- [RECORDS FOR PROCESSING]:
::::::::

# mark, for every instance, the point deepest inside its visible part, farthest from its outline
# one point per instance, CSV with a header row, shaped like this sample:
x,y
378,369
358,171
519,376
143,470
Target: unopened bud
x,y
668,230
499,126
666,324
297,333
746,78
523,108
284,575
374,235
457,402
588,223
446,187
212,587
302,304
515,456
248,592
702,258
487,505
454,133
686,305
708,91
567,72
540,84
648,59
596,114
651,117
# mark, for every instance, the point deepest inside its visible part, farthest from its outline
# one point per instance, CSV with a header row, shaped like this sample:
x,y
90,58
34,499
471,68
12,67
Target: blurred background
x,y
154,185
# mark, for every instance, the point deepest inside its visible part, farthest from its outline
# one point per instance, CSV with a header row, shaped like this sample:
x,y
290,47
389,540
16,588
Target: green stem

::::::::

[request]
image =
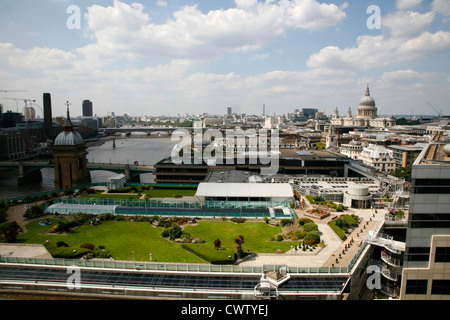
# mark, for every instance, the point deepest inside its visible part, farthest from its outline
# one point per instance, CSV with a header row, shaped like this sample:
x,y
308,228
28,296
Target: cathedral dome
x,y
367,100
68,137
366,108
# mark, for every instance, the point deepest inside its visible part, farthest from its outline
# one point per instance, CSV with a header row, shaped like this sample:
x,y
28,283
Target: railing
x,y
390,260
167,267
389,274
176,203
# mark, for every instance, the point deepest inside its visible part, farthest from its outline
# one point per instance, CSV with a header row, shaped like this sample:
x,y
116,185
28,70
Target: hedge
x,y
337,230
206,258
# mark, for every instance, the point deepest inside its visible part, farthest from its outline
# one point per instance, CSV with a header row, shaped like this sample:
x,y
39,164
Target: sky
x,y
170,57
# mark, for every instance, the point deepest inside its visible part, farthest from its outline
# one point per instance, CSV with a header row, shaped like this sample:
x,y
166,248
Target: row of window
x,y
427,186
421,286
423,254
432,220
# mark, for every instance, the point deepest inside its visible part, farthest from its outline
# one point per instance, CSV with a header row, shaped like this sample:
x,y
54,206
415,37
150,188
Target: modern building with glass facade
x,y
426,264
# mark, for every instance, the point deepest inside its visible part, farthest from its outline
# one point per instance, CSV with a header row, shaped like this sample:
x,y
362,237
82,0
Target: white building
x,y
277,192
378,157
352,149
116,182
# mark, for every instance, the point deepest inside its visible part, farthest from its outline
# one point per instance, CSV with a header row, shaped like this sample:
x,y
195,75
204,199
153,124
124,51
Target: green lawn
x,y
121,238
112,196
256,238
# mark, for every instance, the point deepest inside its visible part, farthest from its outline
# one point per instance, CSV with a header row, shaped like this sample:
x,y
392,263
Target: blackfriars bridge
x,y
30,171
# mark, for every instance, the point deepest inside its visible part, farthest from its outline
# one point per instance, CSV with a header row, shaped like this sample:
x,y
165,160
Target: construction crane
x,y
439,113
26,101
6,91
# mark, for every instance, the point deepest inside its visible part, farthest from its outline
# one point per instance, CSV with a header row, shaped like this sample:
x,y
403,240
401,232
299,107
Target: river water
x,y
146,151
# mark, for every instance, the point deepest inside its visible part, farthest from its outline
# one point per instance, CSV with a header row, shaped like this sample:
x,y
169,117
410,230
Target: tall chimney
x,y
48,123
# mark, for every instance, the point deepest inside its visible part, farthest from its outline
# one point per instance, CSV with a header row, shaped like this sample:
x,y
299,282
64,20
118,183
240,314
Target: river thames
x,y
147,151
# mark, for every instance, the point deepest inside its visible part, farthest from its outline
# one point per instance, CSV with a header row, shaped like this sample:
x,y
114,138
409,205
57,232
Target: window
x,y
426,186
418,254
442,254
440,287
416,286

::::::::

- [CHALLENGE]:
Select every line in the items above that contains the word "river", and copy each one.

- [SOLUTION FOR THIS EXERCISE]:
Target: river water
Target: river thames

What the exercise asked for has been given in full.